» **PROBLEM TO SOLVE**
Can you recast the rows below as a two-column CSV with the headers instruction and response, one line per row, with each row's text in one quoted field and its answer in another, and every line break turned into a space?

Location labeling records:
+ + + +

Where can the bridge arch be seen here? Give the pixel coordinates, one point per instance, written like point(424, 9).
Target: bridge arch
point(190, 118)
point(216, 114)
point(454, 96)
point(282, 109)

+ + + +

» **COMPLETE ANSWER**
instruction,response
"Where can the bridge arch be seen here? Give the pixel coordinates, one point per instance, written like point(424, 9). Target: bridge arch","point(190, 118) point(216, 114) point(454, 96) point(282, 109)"